═════ Available records ═════

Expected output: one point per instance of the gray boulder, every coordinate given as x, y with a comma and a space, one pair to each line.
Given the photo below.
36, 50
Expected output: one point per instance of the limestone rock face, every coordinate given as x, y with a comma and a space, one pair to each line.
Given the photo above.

═════
═════ Available records ═════

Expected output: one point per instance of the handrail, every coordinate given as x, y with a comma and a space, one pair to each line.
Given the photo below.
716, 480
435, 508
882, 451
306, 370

═════
═════ Available records ═════

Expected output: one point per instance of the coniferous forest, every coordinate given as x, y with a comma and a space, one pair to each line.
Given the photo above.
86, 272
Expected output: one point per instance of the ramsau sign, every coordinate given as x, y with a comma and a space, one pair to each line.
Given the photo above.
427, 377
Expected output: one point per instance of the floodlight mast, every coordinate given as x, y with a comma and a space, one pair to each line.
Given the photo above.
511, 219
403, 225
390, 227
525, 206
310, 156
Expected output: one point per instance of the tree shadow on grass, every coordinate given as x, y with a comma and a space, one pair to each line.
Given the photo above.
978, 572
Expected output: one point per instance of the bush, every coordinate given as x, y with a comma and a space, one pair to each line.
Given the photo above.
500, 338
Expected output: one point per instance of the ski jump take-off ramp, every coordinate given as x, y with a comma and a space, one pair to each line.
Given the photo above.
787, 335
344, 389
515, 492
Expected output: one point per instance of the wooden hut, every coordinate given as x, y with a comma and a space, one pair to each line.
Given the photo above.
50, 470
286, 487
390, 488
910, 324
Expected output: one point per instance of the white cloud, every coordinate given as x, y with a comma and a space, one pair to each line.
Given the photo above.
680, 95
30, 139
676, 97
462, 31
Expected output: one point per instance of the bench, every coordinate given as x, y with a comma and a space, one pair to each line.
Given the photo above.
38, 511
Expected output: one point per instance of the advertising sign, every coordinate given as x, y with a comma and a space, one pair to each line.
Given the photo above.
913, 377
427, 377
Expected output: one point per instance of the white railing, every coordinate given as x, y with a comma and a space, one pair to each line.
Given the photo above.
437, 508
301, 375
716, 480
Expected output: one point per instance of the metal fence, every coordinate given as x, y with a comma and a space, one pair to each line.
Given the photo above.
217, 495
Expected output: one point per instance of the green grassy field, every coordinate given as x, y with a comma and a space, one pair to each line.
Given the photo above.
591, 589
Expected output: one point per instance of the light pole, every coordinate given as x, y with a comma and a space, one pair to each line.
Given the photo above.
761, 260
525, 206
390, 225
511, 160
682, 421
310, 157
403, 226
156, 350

═════

**Exercise task**
List each line of the material above that contains the word "white". Case counts.

**The completed task**
Expected output: one point per instance of the white cloud, every coordinate given as x, y with a comma and a space, one pair to each line.
Expected output: one point per instance of the white railing, every coordinate given as x, y with a comma and a space, one pair to each line.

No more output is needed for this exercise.